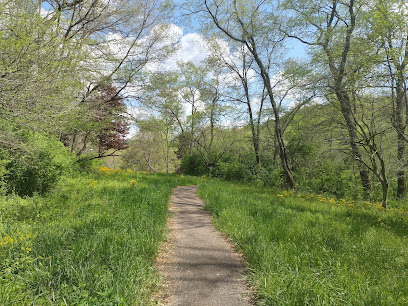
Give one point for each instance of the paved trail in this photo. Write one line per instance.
(203, 268)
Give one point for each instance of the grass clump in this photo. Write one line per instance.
(91, 241)
(311, 250)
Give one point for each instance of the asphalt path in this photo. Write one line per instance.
(203, 268)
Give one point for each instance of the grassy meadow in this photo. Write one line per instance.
(91, 241)
(312, 250)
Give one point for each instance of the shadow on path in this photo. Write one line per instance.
(203, 270)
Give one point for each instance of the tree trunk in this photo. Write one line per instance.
(384, 185)
(400, 128)
(255, 136)
(347, 113)
(283, 153)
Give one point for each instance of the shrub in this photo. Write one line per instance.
(193, 165)
(36, 166)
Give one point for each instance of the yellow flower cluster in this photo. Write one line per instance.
(23, 239)
(6, 240)
(108, 170)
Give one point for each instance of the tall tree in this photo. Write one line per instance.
(330, 26)
(390, 33)
(254, 24)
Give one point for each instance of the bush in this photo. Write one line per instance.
(193, 165)
(37, 166)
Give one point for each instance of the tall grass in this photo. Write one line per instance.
(92, 241)
(311, 250)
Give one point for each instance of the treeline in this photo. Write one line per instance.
(64, 70)
(75, 75)
(333, 121)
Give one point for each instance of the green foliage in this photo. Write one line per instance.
(92, 241)
(309, 250)
(37, 166)
(330, 179)
(193, 165)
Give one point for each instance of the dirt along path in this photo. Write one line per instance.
(203, 268)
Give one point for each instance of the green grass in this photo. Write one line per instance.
(92, 241)
(309, 250)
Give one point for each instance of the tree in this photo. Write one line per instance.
(241, 65)
(389, 32)
(330, 28)
(254, 24)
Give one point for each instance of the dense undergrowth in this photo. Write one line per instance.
(90, 241)
(312, 250)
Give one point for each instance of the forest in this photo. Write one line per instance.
(85, 80)
(306, 97)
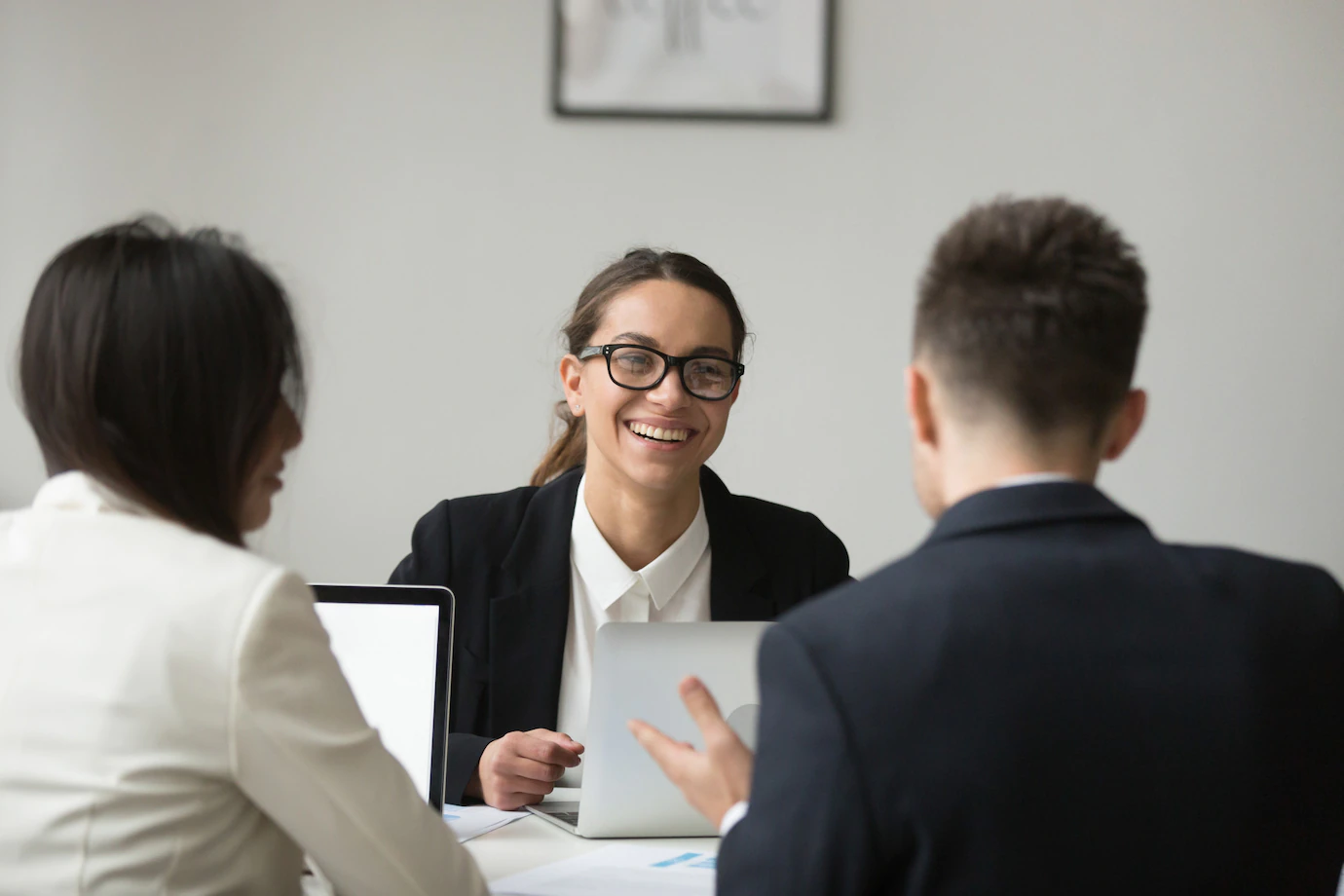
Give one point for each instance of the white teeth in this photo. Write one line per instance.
(658, 432)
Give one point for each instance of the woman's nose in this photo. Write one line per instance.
(669, 392)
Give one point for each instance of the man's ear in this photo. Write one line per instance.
(572, 381)
(1125, 425)
(919, 406)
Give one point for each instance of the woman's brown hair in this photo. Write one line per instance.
(639, 266)
(155, 361)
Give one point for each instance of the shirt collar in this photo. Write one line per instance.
(1032, 478)
(80, 492)
(605, 574)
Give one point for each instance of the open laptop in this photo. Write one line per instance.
(636, 670)
(395, 644)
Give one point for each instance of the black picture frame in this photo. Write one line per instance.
(821, 116)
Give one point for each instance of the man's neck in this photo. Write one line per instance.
(966, 475)
(639, 523)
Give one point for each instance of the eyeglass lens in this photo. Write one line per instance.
(703, 376)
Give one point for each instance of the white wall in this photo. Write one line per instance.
(398, 166)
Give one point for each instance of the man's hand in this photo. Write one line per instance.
(715, 779)
(522, 767)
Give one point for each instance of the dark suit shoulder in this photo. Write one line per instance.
(478, 527)
(778, 528)
(1234, 573)
(490, 520)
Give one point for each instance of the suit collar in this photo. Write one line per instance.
(1025, 505)
(530, 618)
(605, 574)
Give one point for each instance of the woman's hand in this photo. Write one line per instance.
(522, 767)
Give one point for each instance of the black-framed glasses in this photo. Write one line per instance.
(639, 367)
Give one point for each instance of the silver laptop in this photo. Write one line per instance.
(636, 670)
(394, 644)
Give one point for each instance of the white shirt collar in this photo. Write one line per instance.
(605, 574)
(80, 492)
(1032, 478)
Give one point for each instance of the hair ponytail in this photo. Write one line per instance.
(568, 450)
(637, 266)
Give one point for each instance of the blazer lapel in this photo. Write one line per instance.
(530, 622)
(736, 571)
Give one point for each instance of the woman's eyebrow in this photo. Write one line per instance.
(636, 337)
(641, 339)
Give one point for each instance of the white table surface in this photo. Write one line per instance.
(531, 842)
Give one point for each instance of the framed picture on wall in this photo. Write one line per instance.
(735, 59)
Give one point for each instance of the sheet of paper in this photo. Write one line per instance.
(618, 871)
(473, 821)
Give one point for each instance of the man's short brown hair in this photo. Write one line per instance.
(1033, 307)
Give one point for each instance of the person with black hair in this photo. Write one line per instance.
(1043, 697)
(172, 718)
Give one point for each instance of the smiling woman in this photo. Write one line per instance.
(618, 524)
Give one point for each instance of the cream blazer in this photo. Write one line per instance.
(172, 721)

══════

Problem details → Recast the records from the line containing "Give one point for each instance of the white table" through the end of the records, both included, as a Markdown table with the columns "Row" and "Text", numbering each row and omitting blank lines.

Worked solution →
| Row | Text |
|---|---|
| 1 | Give one point for each instance of the white table surface in this photo. Write one line per instance. |
| 2 | (531, 842) |
| 3 | Give one point for each instance of the framed picture on wall in this photo. Write one line per instance. |
| 4 | (735, 59) |
| 5 | Give one point for each instance of the sheet of paper in this photo. Write one line per instance. |
| 6 | (618, 871) |
| 7 | (473, 821) |
| 8 | Give one point for each instance of the man's short brown hair in this photo. Write one line per instance. |
| 9 | (1033, 307) |
| 10 | Give one point for each instance of the person with black hair in this photo. Write one line per instance. |
| 11 | (1043, 697) |
| 12 | (172, 718) |
| 13 | Give one point for each instance of the smiling woman in this photo. Write one line per instance. |
| 14 | (618, 524) |
| 15 | Give one point for each instance of the cream blazer in this photo. Write one line per instance. |
| 16 | (172, 721) |